[Start of Provided text]

Ezra Lee, a sergeant in Washington’s Continental Army, volunteered to take Turtle out in New York harbor to attack the anchored British flagship. He successfully maneuvered the submarine into position but was unable to attach the powder keg before being discovered by the enemy. Pursued by an enemy boat, Lee cut the keg loose as he withdrew. It exploded spectacularly but harmlessly among the ships in the anchorage. Although Turtle was unable to attack the Royal Navy successfully, many of the British ships hoisted their anchors and moved farther downstream as a result of Lee’s attempt.
From those early ventures beneath the sea came one of the most formidable weapons in the history of warfare. Before the nineteenth century had come to a close, John Holland had designed a workable submarine, and by 1900 the U.S. Navy had its first, appropriately named USS Holland. Before the beginning of World War I, the Navy had twenty-five subs in service. Because these early craft were so small, they were called “boats” rather than ships, and the term has stuck to this day, even though USS Louisville, the submarine who first fired a Tomahawk missile into Iraq, is 360 feet long and displaces more than seven thousand tons. Submarines nearly changed the outcome of World War I, and they played a vital role in the U.S. victory in the Pacific during World War II. Nuclear-powered submarines were likewise key components of the U.S. victory in the Cold War, though none ever fired a shot.
Today, submarines continue to be a principal component of America’s nuclear deterrence strategy, while expanding their roles in tactical missile attack and support of Special Forces operations. They are manned by Sailors who routinely descend into regions once considered off-limits to mankind. Like the surface above, the undersea regions of the world are now the dominion of the U.S. Navy because of Sailors who dared to go into the unknown.
Design drawings of Turtle, the first operational submarine. She attacked a British ship in New York harbor during the American Revolution. U.S. Naval Institute Photo Archive
Above
In March 1898, Assistant Secretary of the Navy Theodore Roosevelt wrote to Secretary of the Navy John D. Long about some experiments that were being conducted with a device he called an “aerodrome.” He informed Long that “the machine has worked,” and then advised, “It seems to me worthwhile for this government to try whether [or not] it will work on a large enough scale to be of use in the event of war.” The Navy and the Army formed a board to investigate the matter and concluded there was merit in Roosevelt’s suggestion. The Navy Bureau of Construction and Repair, on the other hand, concluded that the “apparatus,” as they called it, “pertain[ed] strictly to the land service and not to the Navy.” How wrong they were!
Although these lighter-than-air aerodromes would never play a major role in naval warfare, other flying machines, pioneered by the likes of the Wright brothers, would prove that earlier board’s decision to be a bit hasty. Later members of that same Navy board gave this new idea the chances it needed, once again changing naval warfare forever.
A little more than forty years after the initial Wright brothers’ flight, the Battle of Midway would prove to be the decisive turning point in the largest war the world had ever seen, and the entire engagement was decided by fleets that never laid eyes on one another—except from the air. Instead of Roosevelt’s “aerodromes,” the flying machines at Midway were dive-bombers, fighter aircraft, and torpedo bombers, and they were launched from ships far out at sea. Naval air had become the predominant weapon for war at sea in just a few decades.

[End of Provided text]
[Start of Supplied records]

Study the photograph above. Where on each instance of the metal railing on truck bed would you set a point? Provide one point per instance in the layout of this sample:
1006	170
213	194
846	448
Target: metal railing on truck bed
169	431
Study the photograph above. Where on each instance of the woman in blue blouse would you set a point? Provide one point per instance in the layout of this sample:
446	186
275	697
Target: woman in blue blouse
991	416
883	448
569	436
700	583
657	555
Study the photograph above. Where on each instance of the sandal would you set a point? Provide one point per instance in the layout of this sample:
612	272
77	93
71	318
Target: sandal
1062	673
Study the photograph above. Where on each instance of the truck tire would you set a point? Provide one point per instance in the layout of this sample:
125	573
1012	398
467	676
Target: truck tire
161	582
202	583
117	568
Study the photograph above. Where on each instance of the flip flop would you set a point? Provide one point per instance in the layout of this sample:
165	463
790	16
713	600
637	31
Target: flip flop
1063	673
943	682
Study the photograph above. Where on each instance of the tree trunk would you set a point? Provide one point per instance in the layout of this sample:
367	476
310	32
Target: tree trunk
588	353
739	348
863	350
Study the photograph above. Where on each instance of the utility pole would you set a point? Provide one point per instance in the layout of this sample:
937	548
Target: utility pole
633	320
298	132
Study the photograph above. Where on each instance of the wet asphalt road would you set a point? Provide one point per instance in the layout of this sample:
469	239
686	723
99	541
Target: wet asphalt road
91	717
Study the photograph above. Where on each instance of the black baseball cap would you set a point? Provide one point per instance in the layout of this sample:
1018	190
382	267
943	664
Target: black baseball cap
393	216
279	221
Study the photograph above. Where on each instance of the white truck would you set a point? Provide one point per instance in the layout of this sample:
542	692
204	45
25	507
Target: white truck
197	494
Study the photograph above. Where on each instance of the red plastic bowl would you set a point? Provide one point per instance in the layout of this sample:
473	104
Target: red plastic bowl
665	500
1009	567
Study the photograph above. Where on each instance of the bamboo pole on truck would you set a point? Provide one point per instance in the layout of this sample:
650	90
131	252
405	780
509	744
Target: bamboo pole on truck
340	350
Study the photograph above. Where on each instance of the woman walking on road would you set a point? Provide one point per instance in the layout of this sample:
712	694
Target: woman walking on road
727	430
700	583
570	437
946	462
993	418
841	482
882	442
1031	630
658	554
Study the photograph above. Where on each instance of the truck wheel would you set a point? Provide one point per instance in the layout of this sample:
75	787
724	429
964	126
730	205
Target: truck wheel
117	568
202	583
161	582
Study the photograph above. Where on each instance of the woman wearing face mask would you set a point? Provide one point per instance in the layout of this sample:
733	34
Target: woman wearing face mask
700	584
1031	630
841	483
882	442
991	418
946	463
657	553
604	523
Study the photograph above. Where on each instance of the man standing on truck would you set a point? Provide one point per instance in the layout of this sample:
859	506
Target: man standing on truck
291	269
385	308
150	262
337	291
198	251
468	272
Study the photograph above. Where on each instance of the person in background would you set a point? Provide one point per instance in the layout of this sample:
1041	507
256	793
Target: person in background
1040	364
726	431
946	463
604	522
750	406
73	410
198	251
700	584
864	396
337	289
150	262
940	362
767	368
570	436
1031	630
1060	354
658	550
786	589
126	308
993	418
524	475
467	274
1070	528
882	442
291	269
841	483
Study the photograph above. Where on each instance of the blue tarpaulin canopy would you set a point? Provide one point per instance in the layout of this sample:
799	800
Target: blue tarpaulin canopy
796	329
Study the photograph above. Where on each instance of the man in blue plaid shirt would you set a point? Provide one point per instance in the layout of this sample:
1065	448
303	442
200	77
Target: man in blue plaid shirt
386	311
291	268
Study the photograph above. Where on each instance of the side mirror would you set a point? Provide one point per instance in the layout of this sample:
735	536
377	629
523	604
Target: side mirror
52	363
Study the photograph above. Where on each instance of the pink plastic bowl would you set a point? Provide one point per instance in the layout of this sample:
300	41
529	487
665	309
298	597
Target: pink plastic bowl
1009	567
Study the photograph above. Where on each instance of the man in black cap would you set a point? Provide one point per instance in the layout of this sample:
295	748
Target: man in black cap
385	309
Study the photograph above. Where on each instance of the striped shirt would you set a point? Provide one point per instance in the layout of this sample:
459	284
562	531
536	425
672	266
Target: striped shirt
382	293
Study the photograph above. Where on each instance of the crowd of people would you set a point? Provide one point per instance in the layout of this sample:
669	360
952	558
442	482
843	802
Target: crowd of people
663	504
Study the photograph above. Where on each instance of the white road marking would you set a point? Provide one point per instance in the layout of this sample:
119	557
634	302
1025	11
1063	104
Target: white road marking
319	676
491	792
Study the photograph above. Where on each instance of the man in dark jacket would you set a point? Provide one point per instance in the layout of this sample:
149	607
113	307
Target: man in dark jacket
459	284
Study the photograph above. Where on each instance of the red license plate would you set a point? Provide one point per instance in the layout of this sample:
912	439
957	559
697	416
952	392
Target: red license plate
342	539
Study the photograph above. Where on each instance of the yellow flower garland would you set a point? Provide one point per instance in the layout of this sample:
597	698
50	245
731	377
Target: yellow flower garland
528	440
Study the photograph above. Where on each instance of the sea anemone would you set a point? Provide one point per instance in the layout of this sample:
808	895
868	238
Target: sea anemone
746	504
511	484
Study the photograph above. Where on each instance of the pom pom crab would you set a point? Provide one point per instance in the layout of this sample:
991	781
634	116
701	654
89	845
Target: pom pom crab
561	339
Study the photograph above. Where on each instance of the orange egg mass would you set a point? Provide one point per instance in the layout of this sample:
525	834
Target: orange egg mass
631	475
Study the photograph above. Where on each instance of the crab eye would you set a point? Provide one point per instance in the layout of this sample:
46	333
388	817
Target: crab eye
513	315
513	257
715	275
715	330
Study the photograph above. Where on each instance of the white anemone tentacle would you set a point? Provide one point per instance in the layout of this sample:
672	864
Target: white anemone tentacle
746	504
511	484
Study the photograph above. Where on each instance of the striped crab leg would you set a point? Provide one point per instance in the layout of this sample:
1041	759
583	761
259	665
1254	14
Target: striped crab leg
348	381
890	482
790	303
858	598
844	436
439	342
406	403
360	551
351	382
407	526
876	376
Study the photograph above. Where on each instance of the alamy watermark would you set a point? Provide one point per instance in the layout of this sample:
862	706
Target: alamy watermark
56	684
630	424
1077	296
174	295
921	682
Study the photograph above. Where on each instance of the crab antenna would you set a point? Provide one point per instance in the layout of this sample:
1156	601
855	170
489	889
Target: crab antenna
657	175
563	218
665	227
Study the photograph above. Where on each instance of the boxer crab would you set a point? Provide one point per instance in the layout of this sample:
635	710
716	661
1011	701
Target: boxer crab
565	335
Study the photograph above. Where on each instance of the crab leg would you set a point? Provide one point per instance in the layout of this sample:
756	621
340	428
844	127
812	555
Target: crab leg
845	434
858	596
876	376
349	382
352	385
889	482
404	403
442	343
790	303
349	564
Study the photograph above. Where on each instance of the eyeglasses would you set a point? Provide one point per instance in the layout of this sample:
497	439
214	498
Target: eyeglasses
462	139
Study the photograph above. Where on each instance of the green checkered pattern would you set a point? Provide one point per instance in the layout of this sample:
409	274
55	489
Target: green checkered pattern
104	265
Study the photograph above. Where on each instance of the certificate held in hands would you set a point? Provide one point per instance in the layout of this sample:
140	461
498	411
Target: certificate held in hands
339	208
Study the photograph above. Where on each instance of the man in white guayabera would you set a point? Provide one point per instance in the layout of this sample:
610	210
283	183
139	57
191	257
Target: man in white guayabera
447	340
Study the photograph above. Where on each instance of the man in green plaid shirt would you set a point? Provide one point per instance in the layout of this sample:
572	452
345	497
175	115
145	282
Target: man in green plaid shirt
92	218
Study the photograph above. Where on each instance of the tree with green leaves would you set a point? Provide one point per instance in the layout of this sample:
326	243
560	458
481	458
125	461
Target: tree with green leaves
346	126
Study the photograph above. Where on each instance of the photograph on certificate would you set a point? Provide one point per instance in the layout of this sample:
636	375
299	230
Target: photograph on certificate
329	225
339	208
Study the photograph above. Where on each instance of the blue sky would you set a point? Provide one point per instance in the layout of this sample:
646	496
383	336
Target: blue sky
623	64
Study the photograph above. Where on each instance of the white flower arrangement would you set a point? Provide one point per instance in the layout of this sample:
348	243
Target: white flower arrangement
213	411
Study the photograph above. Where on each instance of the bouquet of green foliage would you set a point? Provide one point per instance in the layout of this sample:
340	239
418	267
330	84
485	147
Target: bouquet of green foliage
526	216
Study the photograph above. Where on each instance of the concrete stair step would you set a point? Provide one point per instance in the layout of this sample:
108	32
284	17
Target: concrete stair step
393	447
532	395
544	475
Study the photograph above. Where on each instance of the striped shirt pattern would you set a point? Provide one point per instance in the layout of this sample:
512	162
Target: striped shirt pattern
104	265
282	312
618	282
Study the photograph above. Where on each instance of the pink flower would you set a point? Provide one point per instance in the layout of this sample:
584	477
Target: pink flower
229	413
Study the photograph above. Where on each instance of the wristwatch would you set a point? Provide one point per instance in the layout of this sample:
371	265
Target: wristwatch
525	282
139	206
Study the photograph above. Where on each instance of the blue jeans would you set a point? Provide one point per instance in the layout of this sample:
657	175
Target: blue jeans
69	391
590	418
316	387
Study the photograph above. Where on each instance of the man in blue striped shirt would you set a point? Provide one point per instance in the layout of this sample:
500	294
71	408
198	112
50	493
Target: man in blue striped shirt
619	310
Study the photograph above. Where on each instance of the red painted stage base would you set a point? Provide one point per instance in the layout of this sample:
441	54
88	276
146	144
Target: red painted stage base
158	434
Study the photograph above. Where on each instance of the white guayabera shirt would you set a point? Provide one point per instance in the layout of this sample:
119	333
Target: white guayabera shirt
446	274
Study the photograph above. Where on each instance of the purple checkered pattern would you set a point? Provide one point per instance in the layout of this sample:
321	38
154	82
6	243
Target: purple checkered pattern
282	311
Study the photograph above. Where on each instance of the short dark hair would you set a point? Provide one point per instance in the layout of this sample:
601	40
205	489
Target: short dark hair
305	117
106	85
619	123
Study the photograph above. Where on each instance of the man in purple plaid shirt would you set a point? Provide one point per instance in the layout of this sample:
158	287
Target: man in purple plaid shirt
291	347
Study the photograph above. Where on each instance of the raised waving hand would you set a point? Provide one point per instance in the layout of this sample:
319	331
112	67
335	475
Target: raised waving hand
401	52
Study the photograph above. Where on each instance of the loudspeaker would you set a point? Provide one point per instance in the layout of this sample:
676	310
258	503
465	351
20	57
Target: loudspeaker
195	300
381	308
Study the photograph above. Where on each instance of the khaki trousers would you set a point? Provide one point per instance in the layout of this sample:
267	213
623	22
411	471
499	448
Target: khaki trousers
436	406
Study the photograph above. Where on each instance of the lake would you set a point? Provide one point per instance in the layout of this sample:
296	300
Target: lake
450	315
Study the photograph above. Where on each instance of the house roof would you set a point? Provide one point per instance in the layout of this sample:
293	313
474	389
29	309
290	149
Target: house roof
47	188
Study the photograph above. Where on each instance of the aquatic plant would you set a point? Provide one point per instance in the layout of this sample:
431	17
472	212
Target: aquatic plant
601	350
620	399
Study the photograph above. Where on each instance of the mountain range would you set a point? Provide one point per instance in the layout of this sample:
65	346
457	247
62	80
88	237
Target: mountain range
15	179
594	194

[End of Supplied records]

### Exercises to complete
A) In the naval history passage, how long is USS Louisville?
B) Continue the naval history passage from its last sentence.

### Exercise results
A) 360 feet

B)
Conservative impediments were overcome by larger events and by the vision and courage of some Sailors who sensed that a revolution was upon them and who decided their only choice was to join or get out of the way. One such Sailor was Captain Washington Irving Chambers. Noting in 1910 that the Germans—who were rapidly becoming a world power—were planning to launch an airplane from a ship, he decided that the U.S. Navy should make the attempt first. Unable to get funding from the Navy Department, he persuaded a wealthy publisher to contribute one thousand dollars to the project. He then persuaded a pilot by the name of Eugene Ely to make the attempt. On 14 November, Ely took off from a specially constructed platform that had been erected on the bow of cruiser Birmingham—then anchored in Hampton Roads, Virginia—and then landed near a row of beach houses on shore.
Two months later, on 18 January 1911, Ely again piloted an aircraft for the Navy, but this time he successfully landed on a platform that had been erected on the afterdeck of USS Pennsylvania in San Francisco Bay. An hour later, he took off again and landed safely ashore. Besides the primitive aircraft he was flying, Ely depended upon a series of lines attached to sandbags as the arresting gear to facilitate his landing on the ship, and he used a bicycle inner tube wrapped around his waist as a life preserver. Rudimentary as it might have been, this experiment proved the viability of aircraft carrier operations and marked the beginning of the most sweeping change to naval warfare that had ever occurred.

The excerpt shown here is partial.